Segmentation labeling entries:
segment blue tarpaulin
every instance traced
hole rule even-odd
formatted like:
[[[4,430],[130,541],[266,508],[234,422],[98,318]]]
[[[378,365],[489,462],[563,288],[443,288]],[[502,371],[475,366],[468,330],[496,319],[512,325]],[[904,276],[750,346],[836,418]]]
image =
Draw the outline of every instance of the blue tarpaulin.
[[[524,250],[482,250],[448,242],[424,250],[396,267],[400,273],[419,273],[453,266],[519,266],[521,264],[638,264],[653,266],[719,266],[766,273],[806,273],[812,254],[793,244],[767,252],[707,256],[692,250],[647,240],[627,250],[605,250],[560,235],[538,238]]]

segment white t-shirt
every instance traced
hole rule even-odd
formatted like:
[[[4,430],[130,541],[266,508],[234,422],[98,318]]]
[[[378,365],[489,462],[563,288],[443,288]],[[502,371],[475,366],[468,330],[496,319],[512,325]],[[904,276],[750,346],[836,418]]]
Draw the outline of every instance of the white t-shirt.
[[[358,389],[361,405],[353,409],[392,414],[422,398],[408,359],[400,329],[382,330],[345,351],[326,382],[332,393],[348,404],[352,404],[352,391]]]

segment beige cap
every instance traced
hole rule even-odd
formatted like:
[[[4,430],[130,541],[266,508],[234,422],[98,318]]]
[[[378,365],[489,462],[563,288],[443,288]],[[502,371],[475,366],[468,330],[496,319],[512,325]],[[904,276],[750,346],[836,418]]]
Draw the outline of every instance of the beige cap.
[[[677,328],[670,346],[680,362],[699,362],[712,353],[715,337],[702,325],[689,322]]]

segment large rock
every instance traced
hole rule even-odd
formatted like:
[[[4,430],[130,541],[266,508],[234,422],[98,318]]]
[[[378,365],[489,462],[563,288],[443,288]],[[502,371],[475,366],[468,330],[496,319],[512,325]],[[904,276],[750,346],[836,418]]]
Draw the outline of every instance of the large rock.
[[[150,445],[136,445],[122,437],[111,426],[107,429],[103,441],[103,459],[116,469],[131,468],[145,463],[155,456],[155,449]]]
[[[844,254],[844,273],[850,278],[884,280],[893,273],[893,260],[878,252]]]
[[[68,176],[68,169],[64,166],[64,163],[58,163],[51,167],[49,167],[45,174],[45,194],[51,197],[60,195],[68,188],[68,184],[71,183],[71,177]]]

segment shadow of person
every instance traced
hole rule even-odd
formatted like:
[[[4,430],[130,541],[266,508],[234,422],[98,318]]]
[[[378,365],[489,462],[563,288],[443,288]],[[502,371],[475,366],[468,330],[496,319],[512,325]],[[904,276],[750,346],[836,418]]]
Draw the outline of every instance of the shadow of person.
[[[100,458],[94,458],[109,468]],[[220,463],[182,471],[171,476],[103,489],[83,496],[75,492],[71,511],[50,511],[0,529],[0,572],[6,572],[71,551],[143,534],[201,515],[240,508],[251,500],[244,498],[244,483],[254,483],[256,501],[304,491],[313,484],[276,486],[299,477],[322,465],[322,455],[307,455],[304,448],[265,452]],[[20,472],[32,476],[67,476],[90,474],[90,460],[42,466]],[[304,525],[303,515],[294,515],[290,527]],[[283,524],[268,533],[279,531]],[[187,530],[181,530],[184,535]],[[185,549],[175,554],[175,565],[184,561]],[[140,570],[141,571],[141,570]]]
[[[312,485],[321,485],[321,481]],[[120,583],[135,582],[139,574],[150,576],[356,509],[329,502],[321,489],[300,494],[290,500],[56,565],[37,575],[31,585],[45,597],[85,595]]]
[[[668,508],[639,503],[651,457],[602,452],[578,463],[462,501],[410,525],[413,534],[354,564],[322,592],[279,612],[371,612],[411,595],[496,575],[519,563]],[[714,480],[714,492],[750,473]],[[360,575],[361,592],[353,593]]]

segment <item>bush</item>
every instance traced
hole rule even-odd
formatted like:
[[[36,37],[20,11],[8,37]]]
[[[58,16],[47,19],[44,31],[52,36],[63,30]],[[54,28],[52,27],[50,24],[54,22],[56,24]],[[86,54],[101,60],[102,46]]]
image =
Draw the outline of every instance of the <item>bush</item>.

* [EXERCISE DETAILS] Write out again the lines from the line with "segment shadow of person" up to and including the line with "Draw the outline of every instance of the shadow", swapping "hole rule" for "fill rule" and keeping everything else the same.

* [SOLUTION FOR THIS PROBLEM]
segment shadow of person
every instance traced
fill rule even-odd
formatted like:
[[[4,430],[130,541],[266,508],[234,422],[98,318]]]
[[[378,365],[489,462],[563,288],[443,288]],[[502,371],[475,366],[468,330],[496,319],[512,325]],[[904,276],[750,346],[836,418]]]
Draw the outline of every instance of the shadow of person.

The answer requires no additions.